[[ Data supplied, beginning ]]

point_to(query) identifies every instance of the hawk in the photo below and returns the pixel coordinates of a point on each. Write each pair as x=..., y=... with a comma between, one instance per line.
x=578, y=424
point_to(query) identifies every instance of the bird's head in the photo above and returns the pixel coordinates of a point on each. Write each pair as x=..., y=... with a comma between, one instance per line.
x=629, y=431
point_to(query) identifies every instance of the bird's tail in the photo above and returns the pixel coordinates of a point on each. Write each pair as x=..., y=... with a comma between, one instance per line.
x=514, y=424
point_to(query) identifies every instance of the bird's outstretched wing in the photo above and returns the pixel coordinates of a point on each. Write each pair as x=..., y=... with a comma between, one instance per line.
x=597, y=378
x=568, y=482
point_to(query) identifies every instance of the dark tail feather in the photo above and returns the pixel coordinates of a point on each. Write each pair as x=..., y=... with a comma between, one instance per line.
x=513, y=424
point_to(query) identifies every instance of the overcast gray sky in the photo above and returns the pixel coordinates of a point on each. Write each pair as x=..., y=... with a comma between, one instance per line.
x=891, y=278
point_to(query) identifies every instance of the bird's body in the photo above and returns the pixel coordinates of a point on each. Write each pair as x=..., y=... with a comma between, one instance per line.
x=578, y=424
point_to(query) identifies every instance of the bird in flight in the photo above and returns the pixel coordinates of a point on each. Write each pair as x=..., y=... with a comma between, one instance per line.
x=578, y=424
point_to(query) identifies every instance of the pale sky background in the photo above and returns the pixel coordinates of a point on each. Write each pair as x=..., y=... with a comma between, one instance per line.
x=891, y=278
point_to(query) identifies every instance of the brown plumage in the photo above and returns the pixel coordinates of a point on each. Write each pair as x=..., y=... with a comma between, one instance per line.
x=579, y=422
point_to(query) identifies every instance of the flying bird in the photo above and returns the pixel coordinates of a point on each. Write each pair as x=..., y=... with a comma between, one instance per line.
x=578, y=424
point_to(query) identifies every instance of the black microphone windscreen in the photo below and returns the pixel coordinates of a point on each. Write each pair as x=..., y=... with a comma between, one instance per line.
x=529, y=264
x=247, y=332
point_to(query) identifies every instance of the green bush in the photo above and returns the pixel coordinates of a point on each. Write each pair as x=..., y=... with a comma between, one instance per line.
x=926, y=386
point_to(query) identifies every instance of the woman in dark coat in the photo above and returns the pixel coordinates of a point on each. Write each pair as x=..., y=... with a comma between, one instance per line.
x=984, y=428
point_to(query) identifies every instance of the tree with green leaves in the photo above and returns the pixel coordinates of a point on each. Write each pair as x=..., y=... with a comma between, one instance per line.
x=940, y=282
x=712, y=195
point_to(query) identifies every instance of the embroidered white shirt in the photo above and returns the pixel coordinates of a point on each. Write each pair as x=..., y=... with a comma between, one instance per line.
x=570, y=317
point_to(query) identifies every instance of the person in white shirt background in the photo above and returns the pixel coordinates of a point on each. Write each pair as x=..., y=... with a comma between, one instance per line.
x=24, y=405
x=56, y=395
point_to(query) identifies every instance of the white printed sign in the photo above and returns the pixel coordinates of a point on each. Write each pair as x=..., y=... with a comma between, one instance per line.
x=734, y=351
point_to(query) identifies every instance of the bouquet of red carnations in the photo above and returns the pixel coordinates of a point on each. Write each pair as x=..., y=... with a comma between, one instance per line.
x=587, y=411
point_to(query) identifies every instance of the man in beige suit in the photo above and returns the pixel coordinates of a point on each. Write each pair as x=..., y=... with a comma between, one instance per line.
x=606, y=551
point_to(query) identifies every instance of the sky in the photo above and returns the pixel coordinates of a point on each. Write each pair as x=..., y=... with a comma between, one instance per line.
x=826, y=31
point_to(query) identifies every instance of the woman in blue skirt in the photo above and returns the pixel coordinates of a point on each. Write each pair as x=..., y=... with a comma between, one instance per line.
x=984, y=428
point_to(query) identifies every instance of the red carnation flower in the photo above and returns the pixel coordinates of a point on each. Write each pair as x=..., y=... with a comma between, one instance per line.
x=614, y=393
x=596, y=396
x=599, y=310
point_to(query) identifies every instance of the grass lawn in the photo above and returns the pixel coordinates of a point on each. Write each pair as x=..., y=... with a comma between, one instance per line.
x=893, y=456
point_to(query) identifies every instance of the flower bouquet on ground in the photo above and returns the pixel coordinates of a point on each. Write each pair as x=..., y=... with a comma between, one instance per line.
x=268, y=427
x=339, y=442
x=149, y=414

[[ Data supplied, end ]]

Nothing in the records should be left out; write all of them out again exactly.

_Answer below_
point_to(query) identifies every instance of the hawk in the photo below and returns the pixel coordinates of a point on each. Write each pair as x=..., y=... with a comma between, one instance per line.
x=578, y=424
point_to(query) identifies every instance of the bird's head in the photo above and returns the pixel coordinates of a point on each. Write each pair as x=..., y=... with a comma between, one instance per line.
x=629, y=431
point_to(query) identifies every instance of the bird's tail in the photo above and returns the pixel coordinates of a point on each. Write each pair as x=..., y=... with a comma between, one instance per line.
x=514, y=424
point_to(query) identifies every instance of the bird's outstretched wing in the photo above and returns the pixel coordinates of a point on each. Write each pair as x=..., y=... with a comma between, one instance per line.
x=597, y=378
x=568, y=482
point_to(query) identifies every instance of the dark tail feather in the photo above and returns the pixel coordinates of a point on each. Write each pair as x=..., y=... with a comma between, one instance per line.
x=513, y=424
point_to(query) identifies every instance of the overcast gray sky in the photo above and returns the pixel coordinates of a point on each. Write each pair as x=..., y=... with a comma between, one instance per line.
x=891, y=278
point_to(query) identifies every instance of the bird's body in the photo above and returns the pixel coordinates of a point on each. Write each pair as x=..., y=... with a comma between, one instance per line.
x=578, y=424
point_to(query) identifies every instance of the bird in flight in the photo above and returns the pixel coordinates of a point on each. Write each pair as x=..., y=... with a comma between, one instance per line.
x=578, y=424
point_to(query) identifies every instance of the pale sky background in the photo above and returns the pixel coordinates of a point on each. Write each pair as x=..., y=... with a comma between, one instance per line.
x=891, y=278
point_to(query) identifies every instance of the brown plumage in the photo above and returns the pixel coordinates of a point on each. Write each pair as x=..., y=... with a comma between, one instance per line.
x=579, y=422
point_to(query) identifies every instance of the flying bird in the photo above and returns the pixel coordinates of a point on each. Write each pair as x=..., y=... with a comma between, one instance per line.
x=578, y=424
point_to(query) identifies every instance of the black microphone windscreen in the photo below and returns the pixel coordinates of a point on each. Write each pair as x=..., y=... with a comma between, one instance per line.
x=529, y=264
x=247, y=332
point_to(query) identifies every instance of the green bush in the photo above and returns the pixel coordinates of a point on each. Write each pair as x=..., y=... with a comma between, one instance per line.
x=926, y=386
point_to(query) identifies every instance of the woman in dark coat in the photo above and returns the pixel coordinates of a point on each. Write each pair as x=..., y=... with a comma between, one instance per line.
x=984, y=428
point_to(query) identifies every instance of the tree with green leaves in the photo above and returns the pixel coordinates of a point on each. Write each pair as x=..., y=... with a comma between, one instance per line.
x=940, y=282
x=712, y=195
point_to(query) identifies every instance of the embroidered white shirt in the photo above and returns the pixel coordinates of a point on each. Write each pair as x=..., y=... with a comma between, one instance per line.
x=570, y=317
point_to(query) identifies every instance of the person in white shirt background in the photo above and returns the pixel coordinates of a point on each. Write each pair as x=..., y=... with a comma between, one instance per line.
x=24, y=405
x=56, y=395
point_to(query) identifies every instance of the white printed sign in the photo above and returns the pixel coordinates of a point on each. Write each pair as x=..., y=... with a comma between, one instance per line.
x=734, y=351
point_to(query) identifies every instance of the bouquet of red carnations in the photo above and returns the pixel coordinates of a point on each. Write each pair as x=..., y=... with a comma between, one instance per line.
x=587, y=411
point_to(query) identifies every instance of the man in beige suit in the photo above and returns the pixel coordinates of a point on each. Write each pair as x=..., y=... with a comma between, one instance per line.
x=606, y=551
point_to(query) identifies every instance of the sky in the photo above and returns the pixel coordinates of a point on each. Write each pair as x=..., y=... with a comma between, one instance per line.
x=826, y=31
point_to(query) identifies every instance of the woman in blue skirt in the photo above and returns the pixel coordinates of a point on each. Write each pair as x=..., y=... with a comma between, one instance per line.
x=984, y=428
point_to(query) identifies every instance of the red carnation flower in the photo above and returns the pixel coordinates of a point on each. Write each pair as x=..., y=... with a comma between, one instance per line.
x=614, y=393
x=596, y=396
x=599, y=310
point_to(query) identifies every instance of the grass lawn in the photo above and returns the pixel coordinates of a point on each. Write each pair as x=..., y=... with a comma between, one instance per line.
x=893, y=456
point_to(query) identifies every instance of the flower bouquet on ground in the photo above and returns the pixel coordinates of a point on each. Write each pair as x=..., y=... with a comma between, one instance per line.
x=268, y=427
x=339, y=442
x=149, y=414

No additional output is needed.